[Extract provided]
════════

Orix Buffaloes – No. 71
- Pitcher / Coach / Manager
- Born: May 10, 1981 (age 45) Suita, Osaka, Japan
- Batted: RightThrew: Right

NPB debut
- May 30, 2006, for the Orix Buffaloes

Last NPB appearance
- September 29, 2019, for the Orix Buffaloes

NPB statistics
- Win–loss: 44–30
- ERA: 2.99
- Strikeouts: 730
- Saves: 63
- Holds: 63
- Stats at Baseball Reference

Teams
- As player Orix Buffaloes (2006–2019); As coach Orix Buffaloes (2020–2024); As manager Orix Buffaloes (2025–present);

= Mamoru Kishida =

Japanese baseball player (born 1981)

Mamoru Kishida (岸田 護, Kishida Mamoru) is a Japanese former professional baseball starting pitcher who currently serves as the manager for the Orix Buffaloes of Nippon Professional Baseball (NPB). He played in NPB for Orix from 2006 to 2019.

==Career==
Kishida spent five seasons as the pitching coach for the Orix Buffaloes of Nippon Professional Baseball from 2020 to 2024. On October 9, 2024, it was announced that Kishida would be the new manager for the Buffaloes.

════════

Stored dataset items
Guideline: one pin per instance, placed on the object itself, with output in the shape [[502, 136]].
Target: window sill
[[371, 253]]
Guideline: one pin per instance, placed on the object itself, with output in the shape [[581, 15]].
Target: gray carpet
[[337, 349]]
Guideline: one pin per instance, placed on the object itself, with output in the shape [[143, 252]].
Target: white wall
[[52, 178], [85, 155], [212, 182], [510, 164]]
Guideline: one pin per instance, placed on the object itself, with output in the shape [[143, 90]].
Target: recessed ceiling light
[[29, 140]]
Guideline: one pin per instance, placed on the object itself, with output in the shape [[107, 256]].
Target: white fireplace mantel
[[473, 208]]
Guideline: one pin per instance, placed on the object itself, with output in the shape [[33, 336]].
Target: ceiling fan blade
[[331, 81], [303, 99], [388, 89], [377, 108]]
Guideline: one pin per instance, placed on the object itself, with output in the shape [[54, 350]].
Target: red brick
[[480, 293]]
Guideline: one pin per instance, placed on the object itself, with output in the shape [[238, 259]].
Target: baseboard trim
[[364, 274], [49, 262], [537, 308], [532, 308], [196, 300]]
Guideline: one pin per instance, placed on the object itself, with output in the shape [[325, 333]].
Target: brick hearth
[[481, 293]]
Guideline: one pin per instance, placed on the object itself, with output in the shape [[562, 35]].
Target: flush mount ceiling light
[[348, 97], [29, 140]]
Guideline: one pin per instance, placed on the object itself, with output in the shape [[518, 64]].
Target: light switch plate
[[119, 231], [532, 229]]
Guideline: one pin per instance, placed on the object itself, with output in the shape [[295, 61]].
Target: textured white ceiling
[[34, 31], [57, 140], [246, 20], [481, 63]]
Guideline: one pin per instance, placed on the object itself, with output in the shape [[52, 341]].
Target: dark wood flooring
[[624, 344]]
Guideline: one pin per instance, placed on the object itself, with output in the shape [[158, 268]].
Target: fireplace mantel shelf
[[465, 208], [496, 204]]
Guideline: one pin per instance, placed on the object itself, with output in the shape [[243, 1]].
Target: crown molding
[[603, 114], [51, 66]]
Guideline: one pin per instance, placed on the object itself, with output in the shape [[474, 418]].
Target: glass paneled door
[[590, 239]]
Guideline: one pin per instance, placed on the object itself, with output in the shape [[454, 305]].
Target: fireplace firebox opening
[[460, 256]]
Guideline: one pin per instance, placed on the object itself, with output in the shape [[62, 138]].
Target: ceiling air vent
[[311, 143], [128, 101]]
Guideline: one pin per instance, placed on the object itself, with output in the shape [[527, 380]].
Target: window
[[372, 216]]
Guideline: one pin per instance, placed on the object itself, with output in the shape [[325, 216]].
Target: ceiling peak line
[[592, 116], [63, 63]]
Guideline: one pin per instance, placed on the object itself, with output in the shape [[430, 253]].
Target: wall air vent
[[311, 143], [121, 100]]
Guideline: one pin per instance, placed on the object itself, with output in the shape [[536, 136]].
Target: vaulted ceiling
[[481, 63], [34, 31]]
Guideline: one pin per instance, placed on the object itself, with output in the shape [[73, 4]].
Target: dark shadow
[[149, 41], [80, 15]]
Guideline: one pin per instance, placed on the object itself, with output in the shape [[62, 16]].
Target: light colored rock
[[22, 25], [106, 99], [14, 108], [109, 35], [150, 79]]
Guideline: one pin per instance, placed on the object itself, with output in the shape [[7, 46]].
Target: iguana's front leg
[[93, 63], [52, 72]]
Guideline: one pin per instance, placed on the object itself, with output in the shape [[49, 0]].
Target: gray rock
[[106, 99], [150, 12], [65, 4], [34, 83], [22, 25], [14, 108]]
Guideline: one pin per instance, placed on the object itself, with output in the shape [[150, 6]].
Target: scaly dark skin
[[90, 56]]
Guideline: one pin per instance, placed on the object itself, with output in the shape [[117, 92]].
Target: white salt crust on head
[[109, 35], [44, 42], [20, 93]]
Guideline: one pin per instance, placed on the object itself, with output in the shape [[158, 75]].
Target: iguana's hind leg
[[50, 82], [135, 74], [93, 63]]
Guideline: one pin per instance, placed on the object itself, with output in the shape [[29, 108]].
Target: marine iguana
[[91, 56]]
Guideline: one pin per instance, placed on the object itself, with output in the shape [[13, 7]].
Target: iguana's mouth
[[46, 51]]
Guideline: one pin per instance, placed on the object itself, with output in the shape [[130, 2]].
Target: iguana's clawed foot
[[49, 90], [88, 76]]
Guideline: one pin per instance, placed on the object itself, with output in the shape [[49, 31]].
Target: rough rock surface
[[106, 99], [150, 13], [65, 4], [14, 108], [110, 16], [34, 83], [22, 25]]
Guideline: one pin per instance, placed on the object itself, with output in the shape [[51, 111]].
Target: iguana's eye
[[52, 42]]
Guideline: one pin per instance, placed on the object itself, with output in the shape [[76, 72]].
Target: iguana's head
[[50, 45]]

════════

[Problem to solve] Retype the stretch of the Mamoru Kishida profile from "Japanese baseball player" through "for the Buffaloes.", keeping every word the same. These rows were taken from a separate source.

[Answer for the task]
Japanese baseball player (born 1981)

Mamoru Kishida (岸田 護, Kishida Mamoru) is a Japanese former professional baseball starting pitcher who currently serves as the manager for the Orix Buffaloes of Nippon Professional Baseball (NPB). He played in NPB for Orix from 2006 to 2019.

==Career==
Kishida spent five seasons as the pitching coach for the Orix Buffaloes of Nippon Professional Baseball from 2020 to 2024. On October 9, 2024, it was announced that Kishida would be the new manager for the Buffaloes.